▶ _Problem_
Copy the listing below word for word, with every line in its original order.

▶ _Excerpted data_
---*---

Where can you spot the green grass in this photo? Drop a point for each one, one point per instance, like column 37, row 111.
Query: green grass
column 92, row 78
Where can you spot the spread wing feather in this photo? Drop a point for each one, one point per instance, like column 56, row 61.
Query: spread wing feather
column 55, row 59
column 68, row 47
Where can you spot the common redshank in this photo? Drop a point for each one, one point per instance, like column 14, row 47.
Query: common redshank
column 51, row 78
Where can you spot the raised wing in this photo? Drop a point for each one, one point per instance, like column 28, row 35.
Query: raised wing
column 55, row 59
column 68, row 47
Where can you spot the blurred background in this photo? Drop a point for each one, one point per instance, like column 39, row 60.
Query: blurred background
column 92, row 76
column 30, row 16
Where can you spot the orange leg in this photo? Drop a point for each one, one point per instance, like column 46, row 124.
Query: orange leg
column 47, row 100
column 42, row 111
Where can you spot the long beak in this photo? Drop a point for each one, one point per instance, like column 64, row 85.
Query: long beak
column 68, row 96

---*---

▶ _Output for this exercise_
Where can you spot the green grass in this photo? Drop a point for each one, one point per instance, like column 37, row 111.
Query: green grass
column 92, row 78
Where can you spot the spread wing feather in this photo? Drop a point for each one, one point per instance, like column 56, row 61.
Query: spread wing feather
column 55, row 59
column 68, row 47
Where can you spot the common redshank in this photo? Drop a point for each one, one point per instance, like column 14, row 47.
Query: common redshank
column 51, row 78
Where can you spot the raised wing in this photo? Drop a point for each one, one point per instance, like column 28, row 35.
Query: raised wing
column 55, row 59
column 68, row 47
Where can you spot the blurred background in this photo? Drop a point for each one, one point per instance, like column 39, row 60.
Query: blurred background
column 92, row 76
column 30, row 16
Where can you spot the orange leg in this photo? Drop a point for each one, one point per instance, like column 46, row 124.
Query: orange leg
column 47, row 100
column 42, row 111
Where can you spot the long beak in this photo? Drop a point for each one, one point per instance, like column 64, row 85.
Query: long beak
column 68, row 96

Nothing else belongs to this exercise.